Provided data –
□ □ □ □
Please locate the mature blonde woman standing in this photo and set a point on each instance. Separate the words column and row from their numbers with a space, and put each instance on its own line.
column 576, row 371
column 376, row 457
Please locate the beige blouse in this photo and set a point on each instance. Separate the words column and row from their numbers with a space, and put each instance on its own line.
□ □ □ □
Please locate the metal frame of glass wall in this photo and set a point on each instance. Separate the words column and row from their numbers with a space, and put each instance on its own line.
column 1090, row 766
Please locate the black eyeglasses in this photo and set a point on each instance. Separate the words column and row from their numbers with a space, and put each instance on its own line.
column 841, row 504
□ □ □ □
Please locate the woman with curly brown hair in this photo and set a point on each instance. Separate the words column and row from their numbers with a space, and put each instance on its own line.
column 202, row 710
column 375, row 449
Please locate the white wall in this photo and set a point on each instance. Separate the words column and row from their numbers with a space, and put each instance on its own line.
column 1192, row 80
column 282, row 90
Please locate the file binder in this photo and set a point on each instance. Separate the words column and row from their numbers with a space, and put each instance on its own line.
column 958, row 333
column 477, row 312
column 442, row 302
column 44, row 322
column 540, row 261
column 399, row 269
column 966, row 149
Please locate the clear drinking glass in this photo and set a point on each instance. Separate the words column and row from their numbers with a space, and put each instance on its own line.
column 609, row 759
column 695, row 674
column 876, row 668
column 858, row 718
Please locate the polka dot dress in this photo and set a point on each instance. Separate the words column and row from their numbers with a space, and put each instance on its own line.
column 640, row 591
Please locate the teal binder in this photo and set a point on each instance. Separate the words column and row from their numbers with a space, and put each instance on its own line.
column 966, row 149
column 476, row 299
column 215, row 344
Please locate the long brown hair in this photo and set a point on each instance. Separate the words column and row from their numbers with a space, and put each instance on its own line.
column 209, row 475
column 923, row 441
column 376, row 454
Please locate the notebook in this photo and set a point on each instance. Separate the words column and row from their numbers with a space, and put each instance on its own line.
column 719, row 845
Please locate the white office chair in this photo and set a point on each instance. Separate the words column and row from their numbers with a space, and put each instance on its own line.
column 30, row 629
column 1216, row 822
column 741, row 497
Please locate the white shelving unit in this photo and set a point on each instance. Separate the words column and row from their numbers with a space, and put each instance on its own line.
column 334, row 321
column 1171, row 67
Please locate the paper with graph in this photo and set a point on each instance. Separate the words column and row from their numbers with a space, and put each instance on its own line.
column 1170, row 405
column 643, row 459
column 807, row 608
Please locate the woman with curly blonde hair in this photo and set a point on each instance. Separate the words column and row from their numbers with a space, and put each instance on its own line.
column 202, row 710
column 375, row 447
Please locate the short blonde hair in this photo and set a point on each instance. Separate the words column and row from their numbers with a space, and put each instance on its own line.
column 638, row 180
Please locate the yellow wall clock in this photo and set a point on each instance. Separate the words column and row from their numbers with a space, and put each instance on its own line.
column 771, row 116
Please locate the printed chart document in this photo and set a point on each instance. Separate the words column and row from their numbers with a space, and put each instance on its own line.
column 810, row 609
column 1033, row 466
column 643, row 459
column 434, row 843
□ □ □ □
Copy the part of the items that opens with the line containing "Please locate the mature" and closes with the line containing "Please locate the beige", keeping both of those lines and everything between them unchanged.

Answer to the problem –
Please locate the mature blonde woman standing in this photo and set a point on each instance. Separate the words column and row from their numbers with a space, and put each instance on its own line.
column 576, row 371
column 376, row 457
Please locate the beige blouse in this photo and set a point on each instance. Separate the words column and row from their numbers with a space, and put each instance on its own line.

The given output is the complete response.